## [REQUIREMENT]
Return the entries below precisely, omitting nothing.

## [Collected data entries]
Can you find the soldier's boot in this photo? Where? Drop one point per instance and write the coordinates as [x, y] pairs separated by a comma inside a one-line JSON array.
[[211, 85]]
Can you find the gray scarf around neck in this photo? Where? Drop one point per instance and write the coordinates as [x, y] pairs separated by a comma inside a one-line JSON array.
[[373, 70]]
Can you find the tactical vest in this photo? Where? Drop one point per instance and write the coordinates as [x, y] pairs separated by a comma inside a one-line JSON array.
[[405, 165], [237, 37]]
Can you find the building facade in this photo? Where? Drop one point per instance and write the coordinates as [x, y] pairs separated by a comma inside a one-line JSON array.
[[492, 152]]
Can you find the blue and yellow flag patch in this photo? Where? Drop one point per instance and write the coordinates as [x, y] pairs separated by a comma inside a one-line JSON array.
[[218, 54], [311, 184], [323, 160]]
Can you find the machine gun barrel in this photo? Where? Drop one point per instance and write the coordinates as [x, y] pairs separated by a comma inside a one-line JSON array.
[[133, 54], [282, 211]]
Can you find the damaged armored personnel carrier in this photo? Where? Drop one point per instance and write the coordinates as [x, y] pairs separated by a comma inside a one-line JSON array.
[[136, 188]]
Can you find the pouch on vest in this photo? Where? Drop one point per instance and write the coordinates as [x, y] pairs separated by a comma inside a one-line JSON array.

## [TASK RESULT]
Can you find the soldier's boot in this photo? Where? Drop one point per instance and write the coordinates as [x, y] pairs separated by a comma inside a one-line JSON array.
[[211, 85]]
Can you find the gray scarf around neck in this photo? Where? Drop one point per instance and write the coordinates as [x, y] pairs separated by a comma inside a one-line JSON array.
[[373, 70]]
Can you find the tactical vest in this photo? Where? Drop one point per instance and write the coordinates as [x, y] pairs separated by a comma inside a one-line JSON array.
[[405, 165], [237, 37]]
Can you find the building facade in this photo? Where? Drop one point per instance and write the coordinates as [x, y] pairs separated by a comma inside a one-line JSON array.
[[492, 152]]
Can you find the blue and yellow flag patch in this photo? Where? Drop one point per instance and write the coordinates as [x, y] pairs separated by a comma inside a one-line JSON array.
[[218, 54], [311, 184], [323, 160]]
Can you find the machine gun barrel in this photo? Where? Drop one point per instance and write the coordinates as [x, y] pairs separated by a comma inside a one-line JSON array.
[[133, 54], [282, 211]]
Can you find the damaged armored personnel carrier in this photo? Where? Drop one point per instance and write the coordinates as [x, y] pairs separated by a comma inside a one-line JSON array.
[[136, 188]]
Can you find the pouch on vest in this photo? Where? Drop one point per instance and write the coordinates as [x, y] pairs separated by a comma inside a one-line JSON array.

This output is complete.